── 提示文 ──

行美「もし北極のミールへの総攻撃する場合、
   ジークフリードシステムをファフナーに内蔵できないかと聞いてきた」
一期22話

 甲洋と総士がファフナーに乗った理由は対称的だった。

甲洋「お前らみたいに早く役に立たないと、
   島から追い出されちまうからな」
一期4話

総士「新国連の最終決戦計画に参加する場合、一騎達と共に戦いたい。
   僕がこの島を出るためのコアの許しがほしい」
一期22話

 甲洋と総士がファフナーに乗った理由は対称的だった甲洋は竜宮島に居続けるためにファフナーに乗ることを選び、総士は竜宮島から出るためにファフナーに乗ることを選んだ。もっとも総士の場合、竜宮島の外へ行くだけでなく、竜宮島の外で死ぬことを望んでいた。

総士「ジークフリードシステムとファフナーの二重の負荷がかかっても、
   18時間は活動できる」
一期22話

 織姫の言葉通り、総士は竜宮島ではなく海神島でこの世を去ったことから、総士の望みはかなったということになる。

織姫「もうひとつの島に新しいミールが根付く時、
   あなたとあなたの器が生まれ変わる。
   そういう未来が見えるの」
『EXODUS』22話

 

・一期4話の命題

 竜宮島の子どもたちは世界が平和であるという価値観で育ったため、竜宮島の外の世界に住む人間は敵であるということを知らなかった。そのため、一騎は竜宮島を守るために人間を犠牲にするという作戦を受け入れず、命令違反して人間を助けた。一期4話の命題は一騎の「命令違反」ではなく、自分たちが生き延びるためには人間を囮にすることさえ厭わない「竜宮島の価値観」だったのではないだろうか。しかし、「命令遵守=善、命令違反=悪」という価値観に捕らわれていたため、一期4話の命題を「命令違反」だと思いこんでしまった。

史彦「なぜ命令を無視して新国連機を助けた」
総士「すべて、僕の責任です」
一騎「助けることは、悪いことなのか」
史彦「時と場合によってはな」

───

§ **課題 1**
記録のうち、「Field-scouting task: mark every instance of the evergreen」を含む行から「point(443, 138)」を含む行までの行だけを、両端の行と指示文も含めてもう一度書き出してください。その際、解答にある座標の数値すべてに54を足してください。

── 保存データ ──

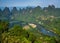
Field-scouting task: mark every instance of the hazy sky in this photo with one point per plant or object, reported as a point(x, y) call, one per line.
point(24, 3)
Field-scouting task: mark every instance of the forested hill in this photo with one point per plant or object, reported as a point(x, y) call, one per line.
point(29, 13)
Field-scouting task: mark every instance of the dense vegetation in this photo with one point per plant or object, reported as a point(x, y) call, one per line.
point(18, 32)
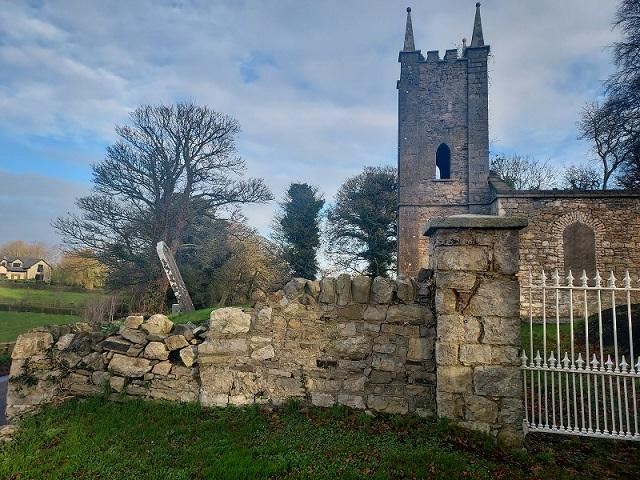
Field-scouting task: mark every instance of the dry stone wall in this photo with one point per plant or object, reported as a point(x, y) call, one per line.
point(358, 342)
point(447, 345)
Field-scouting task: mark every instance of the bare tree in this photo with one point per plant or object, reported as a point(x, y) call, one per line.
point(524, 172)
point(581, 177)
point(167, 160)
point(607, 129)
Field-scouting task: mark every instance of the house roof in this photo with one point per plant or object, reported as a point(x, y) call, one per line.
point(27, 262)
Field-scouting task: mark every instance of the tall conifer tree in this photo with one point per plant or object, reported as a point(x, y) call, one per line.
point(297, 229)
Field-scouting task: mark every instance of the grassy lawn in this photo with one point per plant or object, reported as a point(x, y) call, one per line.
point(140, 440)
point(13, 324)
point(565, 336)
point(46, 297)
point(197, 316)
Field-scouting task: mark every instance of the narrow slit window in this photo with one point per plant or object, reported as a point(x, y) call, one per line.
point(443, 162)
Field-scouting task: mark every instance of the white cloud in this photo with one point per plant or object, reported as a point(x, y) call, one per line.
point(30, 202)
point(323, 103)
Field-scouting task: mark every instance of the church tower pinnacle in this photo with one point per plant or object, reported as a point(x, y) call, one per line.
point(443, 139)
point(409, 45)
point(477, 40)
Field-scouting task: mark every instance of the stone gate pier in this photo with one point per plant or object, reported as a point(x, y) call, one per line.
point(477, 311)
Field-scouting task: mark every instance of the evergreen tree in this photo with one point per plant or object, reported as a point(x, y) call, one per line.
point(297, 229)
point(362, 229)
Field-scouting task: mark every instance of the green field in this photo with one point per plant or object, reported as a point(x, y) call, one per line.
point(46, 297)
point(13, 324)
point(538, 336)
point(145, 440)
point(197, 316)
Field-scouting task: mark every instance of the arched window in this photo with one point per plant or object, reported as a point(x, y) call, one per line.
point(579, 242)
point(443, 162)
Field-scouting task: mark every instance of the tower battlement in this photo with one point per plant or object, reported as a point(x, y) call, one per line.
point(443, 138)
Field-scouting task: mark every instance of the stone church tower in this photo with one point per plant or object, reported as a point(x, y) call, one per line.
point(443, 139)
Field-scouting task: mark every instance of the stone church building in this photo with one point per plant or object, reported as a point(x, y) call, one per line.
point(443, 168)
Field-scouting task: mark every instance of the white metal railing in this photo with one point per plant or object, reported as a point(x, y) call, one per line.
point(588, 386)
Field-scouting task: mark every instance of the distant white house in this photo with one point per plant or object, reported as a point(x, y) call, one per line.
point(25, 268)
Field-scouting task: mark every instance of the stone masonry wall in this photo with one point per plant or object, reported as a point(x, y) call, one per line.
point(613, 216)
point(479, 381)
point(359, 342)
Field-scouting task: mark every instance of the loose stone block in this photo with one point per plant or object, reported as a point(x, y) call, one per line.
point(133, 321)
point(497, 381)
point(343, 289)
point(382, 290)
point(375, 313)
point(475, 354)
point(496, 297)
point(100, 378)
point(405, 289)
point(414, 314)
point(162, 368)
point(230, 320)
point(388, 363)
point(466, 258)
point(156, 351)
point(322, 399)
point(355, 384)
point(327, 290)
point(117, 384)
point(224, 346)
point(134, 336)
point(353, 401)
point(501, 331)
point(451, 328)
point(505, 355)
point(183, 330)
point(420, 349)
point(346, 329)
point(360, 286)
point(446, 301)
point(175, 342)
point(115, 344)
point(64, 341)
point(354, 348)
point(129, 367)
point(455, 379)
point(263, 353)
point(462, 281)
point(188, 355)
point(30, 344)
point(480, 409)
point(294, 288)
point(446, 353)
point(388, 404)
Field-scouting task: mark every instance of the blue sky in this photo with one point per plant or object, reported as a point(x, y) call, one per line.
point(312, 84)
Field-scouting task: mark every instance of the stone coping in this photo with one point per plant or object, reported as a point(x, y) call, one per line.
point(474, 221)
point(567, 194)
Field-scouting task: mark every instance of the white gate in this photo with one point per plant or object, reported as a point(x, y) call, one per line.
point(580, 378)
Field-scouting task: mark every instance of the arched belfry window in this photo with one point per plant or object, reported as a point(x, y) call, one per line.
point(443, 162)
point(579, 243)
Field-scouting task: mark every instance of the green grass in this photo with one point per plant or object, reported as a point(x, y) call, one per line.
point(140, 440)
point(538, 337)
point(197, 316)
point(13, 324)
point(46, 297)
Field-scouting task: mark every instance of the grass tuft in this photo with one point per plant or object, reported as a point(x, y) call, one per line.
point(140, 440)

───

§ **課題 2**
提示文の「総士「新国連の最終決戦計画に参加する場合、一騎達と共に戦いたい。」から「18時間は活動できる」」までをもう一度書き出し、その中の「ファフナー」をすべて「機体」に置き換えてください。

§ **最終結果 1**
Field-scouting task: mark every instance of the evergreen tree in this photo with one point per plant or object, reported as a point(x, y) call, one per line.
point(351, 283)
point(416, 283)
Field-scouting task: mark every instance of the green field in this photo with one point per plant or object, reported as a point(x, y) call, one per line.
point(100, 351)
point(67, 378)
point(592, 390)
point(199, 494)
point(251, 370)
Field-scouting task: mark every instance of the arched window in this photo with one point per plant or object, reported as a point(x, y) call, one per line.
point(633, 296)
point(497, 216)
Field-scouting task: mark every instance of the tower battlement in this photo with one point per plant or object, reported as a point(x, y) call, one per line.
point(497, 192)

§ **最終結果 2**
総士「新国連の最終決戦計画に参加する場合、一騎達と共に戦いたい。
   僕がこの島を出るためのコアの許しがほしい」
一期22話

 甲洋と総士が機体に乗った理由は対称的だった甲洋は竜宮島に居続けるために機体に乗ることを選び、総士は竜宮島から出るために機体に乗ることを選んだ。もっとも総士の場合、竜宮島の外へ行くだけでなく、竜宮島の外で死ぬことを望んでいた。

総士「ジークフリードシステムと機体の二重の負荷がかかっても、
   18時間は活動できる」